Tuesday, May 24, 2011

Uma sociedade sem regras

Já há dias que ando engasgada com isso, tudo o que leio (superficialmente, pois não tenho tido tempo para muita coisa) nos jornais me mostra que estamos vivendo numa espécie de limbo onde não se admitem mais regras para nada.
As leis viraram "facultativas", as normas são ignoradas, as regras gramaticais são meras sugestões… Onde é que vamos parar? Será que todos se esqueceram que, para que uma sociedade exista, são precisas as regras? Pode parecer "careta", mas é necessário parar para refletir: estamos tão liberais, tão descolados, que nosso próximo passo só pode ser a aniquilação.
Não temos uma "lei", ou seja lá o que se chame, para o problema do desmatamento; resultado: cada vez se derrubam mais árvores. Não temos uma "lei" para o uso de conduções públicas: no metrô, as portas se abrem e uma verdadeira parede humana nos impede de sair do vagão, uma vez que não se respeitam as leis da lógica que ensinam que é preciso deixar um espaço para quem quer sair na estação; nos bancos, os desenhos de sentido da fila no chão são interpretados como uma mera decoração, e a fila impede o acesso a outros serviços. Na grámatica, as regras de concordância viraram discriminação: o professor que corrige está discriminando o aluno menos favorecido… Ora bolotas!

* [Dados]:
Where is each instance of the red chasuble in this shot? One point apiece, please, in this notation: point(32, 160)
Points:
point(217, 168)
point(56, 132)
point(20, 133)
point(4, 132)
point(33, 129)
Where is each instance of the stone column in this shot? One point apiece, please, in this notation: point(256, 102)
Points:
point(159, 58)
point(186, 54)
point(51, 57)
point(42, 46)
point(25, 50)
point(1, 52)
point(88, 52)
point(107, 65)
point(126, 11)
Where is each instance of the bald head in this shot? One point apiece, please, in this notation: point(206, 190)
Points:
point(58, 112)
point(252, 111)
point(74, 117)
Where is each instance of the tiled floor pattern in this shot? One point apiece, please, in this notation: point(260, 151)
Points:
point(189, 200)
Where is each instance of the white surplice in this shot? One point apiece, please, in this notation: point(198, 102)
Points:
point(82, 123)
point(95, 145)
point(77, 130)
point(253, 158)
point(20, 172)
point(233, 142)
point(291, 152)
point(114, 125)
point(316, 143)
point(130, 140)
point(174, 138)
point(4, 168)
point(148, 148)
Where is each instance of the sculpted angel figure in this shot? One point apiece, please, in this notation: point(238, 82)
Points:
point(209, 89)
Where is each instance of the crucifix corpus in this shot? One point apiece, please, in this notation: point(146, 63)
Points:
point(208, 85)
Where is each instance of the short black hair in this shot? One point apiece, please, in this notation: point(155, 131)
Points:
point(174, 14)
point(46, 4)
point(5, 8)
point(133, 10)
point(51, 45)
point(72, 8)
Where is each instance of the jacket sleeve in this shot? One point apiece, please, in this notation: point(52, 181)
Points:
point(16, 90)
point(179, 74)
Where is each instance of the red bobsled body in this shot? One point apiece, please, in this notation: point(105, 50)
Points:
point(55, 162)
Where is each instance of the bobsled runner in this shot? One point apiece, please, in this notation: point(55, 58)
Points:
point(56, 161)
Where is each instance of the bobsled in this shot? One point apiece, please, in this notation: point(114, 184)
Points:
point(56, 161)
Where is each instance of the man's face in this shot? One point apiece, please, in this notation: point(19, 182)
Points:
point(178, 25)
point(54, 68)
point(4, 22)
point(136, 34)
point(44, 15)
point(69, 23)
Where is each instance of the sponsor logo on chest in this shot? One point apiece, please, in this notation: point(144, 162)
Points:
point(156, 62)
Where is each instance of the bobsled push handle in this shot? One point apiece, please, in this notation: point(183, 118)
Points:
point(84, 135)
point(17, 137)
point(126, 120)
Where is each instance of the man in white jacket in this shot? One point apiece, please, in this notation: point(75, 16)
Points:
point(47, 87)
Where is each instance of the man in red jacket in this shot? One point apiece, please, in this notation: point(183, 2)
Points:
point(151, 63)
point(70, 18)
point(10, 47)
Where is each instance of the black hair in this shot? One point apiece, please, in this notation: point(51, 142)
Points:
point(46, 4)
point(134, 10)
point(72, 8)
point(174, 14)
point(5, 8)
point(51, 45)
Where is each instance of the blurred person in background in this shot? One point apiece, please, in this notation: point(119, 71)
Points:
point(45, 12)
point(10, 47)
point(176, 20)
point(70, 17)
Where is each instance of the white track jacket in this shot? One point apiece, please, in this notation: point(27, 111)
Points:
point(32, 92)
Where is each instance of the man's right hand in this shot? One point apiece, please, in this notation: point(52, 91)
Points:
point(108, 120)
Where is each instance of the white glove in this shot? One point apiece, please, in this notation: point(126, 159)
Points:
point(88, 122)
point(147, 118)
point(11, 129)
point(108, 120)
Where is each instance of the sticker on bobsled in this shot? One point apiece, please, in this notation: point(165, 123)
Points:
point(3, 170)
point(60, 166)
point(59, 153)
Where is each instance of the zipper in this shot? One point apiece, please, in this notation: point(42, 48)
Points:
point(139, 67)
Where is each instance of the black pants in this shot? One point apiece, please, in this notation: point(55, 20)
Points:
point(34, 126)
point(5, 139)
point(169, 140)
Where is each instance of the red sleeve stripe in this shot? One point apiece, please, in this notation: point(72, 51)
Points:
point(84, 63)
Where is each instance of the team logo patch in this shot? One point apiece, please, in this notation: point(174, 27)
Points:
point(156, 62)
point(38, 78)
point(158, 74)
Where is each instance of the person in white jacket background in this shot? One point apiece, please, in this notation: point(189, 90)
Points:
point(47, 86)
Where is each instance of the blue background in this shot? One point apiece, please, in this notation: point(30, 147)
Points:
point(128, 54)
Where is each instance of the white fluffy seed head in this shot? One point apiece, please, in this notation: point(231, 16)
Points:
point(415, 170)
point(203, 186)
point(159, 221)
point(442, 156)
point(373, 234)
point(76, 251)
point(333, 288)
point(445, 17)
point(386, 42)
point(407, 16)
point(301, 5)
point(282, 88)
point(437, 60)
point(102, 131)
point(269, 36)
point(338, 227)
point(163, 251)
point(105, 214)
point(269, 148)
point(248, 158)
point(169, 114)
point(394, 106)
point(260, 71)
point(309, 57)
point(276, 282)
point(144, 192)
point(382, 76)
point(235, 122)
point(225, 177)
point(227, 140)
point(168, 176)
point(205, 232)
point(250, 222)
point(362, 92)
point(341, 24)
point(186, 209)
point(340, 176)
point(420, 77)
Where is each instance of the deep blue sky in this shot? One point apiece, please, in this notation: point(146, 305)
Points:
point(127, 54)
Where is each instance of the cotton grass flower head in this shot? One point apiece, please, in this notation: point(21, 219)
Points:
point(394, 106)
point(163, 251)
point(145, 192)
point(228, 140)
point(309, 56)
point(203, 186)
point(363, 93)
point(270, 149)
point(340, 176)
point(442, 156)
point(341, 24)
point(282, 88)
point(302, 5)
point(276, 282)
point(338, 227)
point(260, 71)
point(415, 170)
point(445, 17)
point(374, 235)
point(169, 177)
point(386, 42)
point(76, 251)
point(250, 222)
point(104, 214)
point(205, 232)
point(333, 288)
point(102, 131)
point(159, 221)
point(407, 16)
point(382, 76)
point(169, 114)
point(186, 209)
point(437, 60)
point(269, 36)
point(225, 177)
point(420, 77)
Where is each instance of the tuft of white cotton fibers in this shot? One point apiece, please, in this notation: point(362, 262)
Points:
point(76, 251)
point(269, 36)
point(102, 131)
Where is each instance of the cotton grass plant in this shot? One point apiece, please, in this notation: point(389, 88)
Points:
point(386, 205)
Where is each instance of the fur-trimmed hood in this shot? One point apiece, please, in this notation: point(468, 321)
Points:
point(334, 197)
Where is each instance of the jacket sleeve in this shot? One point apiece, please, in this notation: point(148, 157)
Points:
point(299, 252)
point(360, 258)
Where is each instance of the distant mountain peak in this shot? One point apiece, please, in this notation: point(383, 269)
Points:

* [Instruções da tarefa]: Dê sequência ao texto sobre uma sociedade sem regras, começando logo depois da última frase.

* [Resposta]:
Criamos regras para podermos viver em sociedade. A gente convenciona que é preciso parar nos sinais vermelhos, então, para evitar acidentes e engarrafamentos, devemos obedecer essa convenção. Mas aí começa nossa indisciplina: justificamo-nos falando que é perigoso parar no sinal, que nossa velocidade nos impediu de parar no semáforo que mudou de repente, inventamos mil razões para não parar. O sinal fica vermelho, mas o carro avança, pois já é a segunda vez que ele abriu e fechou e o distinto motorista não conseguiu passar. Ele não entende que isso só acontece porque algum espertinho resolveu romper a regra e que se todos insistirmos nisso vai chegar o dia em que ninguém vai a canto nenhum. Pois, por exemplo, o ônibus que diz que vai para o Castelo, pode resolver naquele dia, ir para o Recreio. Afinal, é muito chato fazer sempre o mesmo trajeto. E os carros, cansados de andar na rua, podem optar por passar pelas calçadas e provocar mortes em série. E o governador eleito para o Rio de Janeiro pode preferir ir governar São Paulo e entrar em disputa com o que foi eleito para lá, estabelecendo um governo paralelo. E o redator do jornal pode decidir que não gosta mais da palavra vida, e substituí-la por salada, e o editor pode fazer como o Visconde de Sabugosa e surripiar o "ão", acabando assim com nosso fracote não (Caetano, finalmente será obedecido já que ficará proibido proibir).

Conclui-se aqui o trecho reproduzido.